*** Opening of Passage for review ***
More than 120 scientists from all over the world have gathered for the Living Machines conference
to discuss how to mimic the natural world to build better robots.
The 2013 edition of Living Machines took place at the Science Museum of London
Living Machines is an international conference series concerned with the development of future real-world technologies that harness the principles underlying living systems and the flow of communication signals between living and artificial systems.
The conference highlights the most exciting contemporary research in biomimetics— the development of novel technologies through the distillation of principles from the study of biological systems, and biohybrids—formed by combining a biological component—an existing living system—with an artificial, newly-engineered component.
The concept of “Living Machine” captures the insight that useful artificial entities can be designed by copying life, and, at the same time, that we can understand biological organisms, including ourselves, as living machines “designed” by nature.
Some of the most interesting new developments in biomimetic and biohybrid technologies, grouped under five themes, together with some striking examples of contemporary biomimetic or biohybrid art, have been selected for presentation at the Living Machines Exhibition, a one-day event at the Science Museum in London.
*** Close of Passage for review ***
Please restate the Living Machines text from "The concept of" to "Museum in London.", switching "biological organisms" to "living creatures".
*** Opening of Information ***
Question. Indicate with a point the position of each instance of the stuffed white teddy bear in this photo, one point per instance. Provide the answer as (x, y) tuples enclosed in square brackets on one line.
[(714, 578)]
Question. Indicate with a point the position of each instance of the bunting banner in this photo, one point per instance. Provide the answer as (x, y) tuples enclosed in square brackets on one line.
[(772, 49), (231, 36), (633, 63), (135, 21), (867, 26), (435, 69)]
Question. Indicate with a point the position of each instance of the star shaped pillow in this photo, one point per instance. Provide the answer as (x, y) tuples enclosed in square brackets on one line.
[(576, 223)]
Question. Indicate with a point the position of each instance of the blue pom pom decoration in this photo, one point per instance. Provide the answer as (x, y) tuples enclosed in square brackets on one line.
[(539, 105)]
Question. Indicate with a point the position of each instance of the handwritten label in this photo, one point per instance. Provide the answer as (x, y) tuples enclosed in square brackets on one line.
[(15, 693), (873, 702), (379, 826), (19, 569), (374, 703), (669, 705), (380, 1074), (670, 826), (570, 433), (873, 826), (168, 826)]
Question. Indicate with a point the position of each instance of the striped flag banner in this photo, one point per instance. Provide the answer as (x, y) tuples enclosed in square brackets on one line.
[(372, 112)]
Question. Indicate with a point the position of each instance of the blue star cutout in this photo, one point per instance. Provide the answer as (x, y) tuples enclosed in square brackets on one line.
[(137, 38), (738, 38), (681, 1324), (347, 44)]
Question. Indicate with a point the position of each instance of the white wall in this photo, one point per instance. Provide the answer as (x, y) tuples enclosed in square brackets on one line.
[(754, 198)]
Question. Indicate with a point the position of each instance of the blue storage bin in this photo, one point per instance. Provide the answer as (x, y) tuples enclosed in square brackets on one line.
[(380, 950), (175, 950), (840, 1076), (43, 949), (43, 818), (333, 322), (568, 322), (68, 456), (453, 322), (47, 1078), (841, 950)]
*** Close of Information ***
**Exercise output:**
The concept of “Living Machine” captures the insight that useful artificial entities can be designed by copying life, and, at the same time, that we can understand living creatures, including ourselves, as living machines “designed” by nature.
Some of the most interesting new developments in biomimetic and biohybrid technologies, grouped under five themes, together with some striking examples of contemporary biomimetic or biohybrid art, have been selected for presentation at the Living Machines Exhibition, a one-day event at the Science Museum in London.